Work order: Begin with the line that holds "Identify the small". Output it and all remaining lines of the material, verbatim, ending with the last.

Records supplied:
[Start of section]

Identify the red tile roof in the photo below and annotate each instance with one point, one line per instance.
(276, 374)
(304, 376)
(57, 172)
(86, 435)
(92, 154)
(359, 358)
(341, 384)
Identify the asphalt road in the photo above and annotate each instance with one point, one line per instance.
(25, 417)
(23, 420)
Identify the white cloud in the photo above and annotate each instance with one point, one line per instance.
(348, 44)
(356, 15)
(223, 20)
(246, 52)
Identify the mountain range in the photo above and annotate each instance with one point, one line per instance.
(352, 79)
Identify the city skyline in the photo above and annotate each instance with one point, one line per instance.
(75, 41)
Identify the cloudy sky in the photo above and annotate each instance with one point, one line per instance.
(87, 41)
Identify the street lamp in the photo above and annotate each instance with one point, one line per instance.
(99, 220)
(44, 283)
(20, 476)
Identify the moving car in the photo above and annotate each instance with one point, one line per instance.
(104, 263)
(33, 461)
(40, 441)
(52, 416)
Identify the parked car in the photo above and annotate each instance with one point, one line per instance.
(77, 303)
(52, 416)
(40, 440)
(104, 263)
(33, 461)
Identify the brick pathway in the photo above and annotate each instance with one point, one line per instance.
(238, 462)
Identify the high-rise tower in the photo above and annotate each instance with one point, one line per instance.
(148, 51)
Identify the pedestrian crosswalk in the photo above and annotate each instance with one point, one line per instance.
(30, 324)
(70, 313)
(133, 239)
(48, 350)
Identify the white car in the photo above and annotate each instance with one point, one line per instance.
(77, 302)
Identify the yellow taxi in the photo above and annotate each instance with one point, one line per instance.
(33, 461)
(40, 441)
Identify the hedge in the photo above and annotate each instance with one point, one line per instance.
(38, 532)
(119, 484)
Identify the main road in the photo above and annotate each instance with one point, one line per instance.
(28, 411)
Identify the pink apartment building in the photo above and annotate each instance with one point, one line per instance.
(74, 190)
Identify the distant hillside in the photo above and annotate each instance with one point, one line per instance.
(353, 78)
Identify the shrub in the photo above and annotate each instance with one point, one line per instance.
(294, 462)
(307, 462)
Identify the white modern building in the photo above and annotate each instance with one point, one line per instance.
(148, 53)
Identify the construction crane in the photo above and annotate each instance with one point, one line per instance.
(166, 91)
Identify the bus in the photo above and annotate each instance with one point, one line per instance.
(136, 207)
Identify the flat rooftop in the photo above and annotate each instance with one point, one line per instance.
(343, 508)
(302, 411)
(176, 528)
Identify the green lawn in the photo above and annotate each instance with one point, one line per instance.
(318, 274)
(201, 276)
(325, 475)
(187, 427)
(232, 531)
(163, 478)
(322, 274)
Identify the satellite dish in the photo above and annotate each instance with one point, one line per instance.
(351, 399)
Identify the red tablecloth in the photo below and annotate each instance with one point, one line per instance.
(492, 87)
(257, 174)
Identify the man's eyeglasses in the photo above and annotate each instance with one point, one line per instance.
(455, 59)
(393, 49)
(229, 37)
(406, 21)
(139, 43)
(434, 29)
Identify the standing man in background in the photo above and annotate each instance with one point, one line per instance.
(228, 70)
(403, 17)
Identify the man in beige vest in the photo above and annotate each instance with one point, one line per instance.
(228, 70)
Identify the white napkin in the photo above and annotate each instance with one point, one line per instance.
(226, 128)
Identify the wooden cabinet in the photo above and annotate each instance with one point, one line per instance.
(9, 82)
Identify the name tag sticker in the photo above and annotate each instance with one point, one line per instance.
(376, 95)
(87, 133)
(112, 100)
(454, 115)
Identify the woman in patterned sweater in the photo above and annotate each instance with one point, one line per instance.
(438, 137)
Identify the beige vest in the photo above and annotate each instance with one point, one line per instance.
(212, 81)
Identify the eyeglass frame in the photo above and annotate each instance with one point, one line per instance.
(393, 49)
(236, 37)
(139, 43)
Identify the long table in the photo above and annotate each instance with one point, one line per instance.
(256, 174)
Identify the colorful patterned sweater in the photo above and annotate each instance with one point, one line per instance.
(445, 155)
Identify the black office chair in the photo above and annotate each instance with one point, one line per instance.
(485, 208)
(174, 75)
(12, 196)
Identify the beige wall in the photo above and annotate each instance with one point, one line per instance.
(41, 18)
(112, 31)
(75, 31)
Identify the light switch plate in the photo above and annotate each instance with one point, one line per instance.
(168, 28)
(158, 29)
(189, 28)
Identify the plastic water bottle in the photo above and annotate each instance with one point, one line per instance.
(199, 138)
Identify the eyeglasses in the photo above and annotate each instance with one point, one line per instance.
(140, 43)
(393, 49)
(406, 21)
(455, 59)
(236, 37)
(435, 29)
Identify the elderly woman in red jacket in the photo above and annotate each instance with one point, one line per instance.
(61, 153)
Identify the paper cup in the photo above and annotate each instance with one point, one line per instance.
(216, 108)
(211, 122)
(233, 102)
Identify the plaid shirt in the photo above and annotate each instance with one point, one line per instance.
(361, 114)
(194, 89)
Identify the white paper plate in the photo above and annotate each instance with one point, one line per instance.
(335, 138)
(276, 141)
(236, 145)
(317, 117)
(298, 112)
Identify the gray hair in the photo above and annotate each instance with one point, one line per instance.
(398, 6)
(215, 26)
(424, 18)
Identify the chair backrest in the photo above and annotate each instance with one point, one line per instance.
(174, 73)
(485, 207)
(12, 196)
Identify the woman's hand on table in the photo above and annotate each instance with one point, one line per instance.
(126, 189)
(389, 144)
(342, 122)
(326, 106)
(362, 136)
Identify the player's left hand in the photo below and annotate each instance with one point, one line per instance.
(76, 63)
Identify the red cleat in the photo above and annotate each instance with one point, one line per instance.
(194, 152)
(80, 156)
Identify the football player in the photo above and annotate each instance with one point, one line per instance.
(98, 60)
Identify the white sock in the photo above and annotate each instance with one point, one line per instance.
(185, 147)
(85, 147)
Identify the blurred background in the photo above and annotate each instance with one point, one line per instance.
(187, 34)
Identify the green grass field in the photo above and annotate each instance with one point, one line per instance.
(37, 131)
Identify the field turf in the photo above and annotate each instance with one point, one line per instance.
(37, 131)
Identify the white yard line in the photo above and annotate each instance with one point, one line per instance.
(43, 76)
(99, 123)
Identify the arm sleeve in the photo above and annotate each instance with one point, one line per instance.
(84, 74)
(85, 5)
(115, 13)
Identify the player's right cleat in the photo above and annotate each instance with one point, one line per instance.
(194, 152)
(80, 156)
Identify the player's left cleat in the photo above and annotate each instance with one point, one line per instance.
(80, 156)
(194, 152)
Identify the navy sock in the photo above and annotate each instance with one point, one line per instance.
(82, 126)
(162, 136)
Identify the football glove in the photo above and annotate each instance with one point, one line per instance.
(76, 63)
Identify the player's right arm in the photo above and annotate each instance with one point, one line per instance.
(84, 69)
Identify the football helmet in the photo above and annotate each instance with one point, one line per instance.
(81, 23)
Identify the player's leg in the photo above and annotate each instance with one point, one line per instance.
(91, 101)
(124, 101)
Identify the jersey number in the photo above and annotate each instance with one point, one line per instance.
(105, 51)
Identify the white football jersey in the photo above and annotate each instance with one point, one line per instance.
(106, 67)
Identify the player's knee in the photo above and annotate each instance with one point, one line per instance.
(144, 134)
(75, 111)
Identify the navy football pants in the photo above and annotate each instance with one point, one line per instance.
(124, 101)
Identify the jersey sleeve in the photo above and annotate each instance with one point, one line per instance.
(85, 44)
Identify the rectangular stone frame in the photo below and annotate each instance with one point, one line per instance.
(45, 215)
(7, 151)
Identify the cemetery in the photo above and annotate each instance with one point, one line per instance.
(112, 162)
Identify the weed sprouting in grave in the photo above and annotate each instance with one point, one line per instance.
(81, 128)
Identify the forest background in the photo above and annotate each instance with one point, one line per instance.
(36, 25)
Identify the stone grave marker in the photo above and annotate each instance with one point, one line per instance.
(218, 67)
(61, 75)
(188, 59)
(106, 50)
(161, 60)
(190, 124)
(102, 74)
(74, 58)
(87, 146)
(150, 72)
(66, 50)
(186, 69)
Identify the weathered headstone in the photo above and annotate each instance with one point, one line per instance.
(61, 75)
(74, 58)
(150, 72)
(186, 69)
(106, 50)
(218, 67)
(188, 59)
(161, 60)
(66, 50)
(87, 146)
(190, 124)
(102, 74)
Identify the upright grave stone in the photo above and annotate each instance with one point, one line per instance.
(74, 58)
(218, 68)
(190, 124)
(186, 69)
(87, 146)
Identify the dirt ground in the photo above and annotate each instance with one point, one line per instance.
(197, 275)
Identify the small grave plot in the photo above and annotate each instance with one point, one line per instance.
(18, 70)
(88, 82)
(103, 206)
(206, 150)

[End of section]

Exercise result:
Identify the small grave plot in the photo above and annotate each instance with one point, one line per instance.
(18, 70)
(88, 82)
(103, 206)
(206, 150)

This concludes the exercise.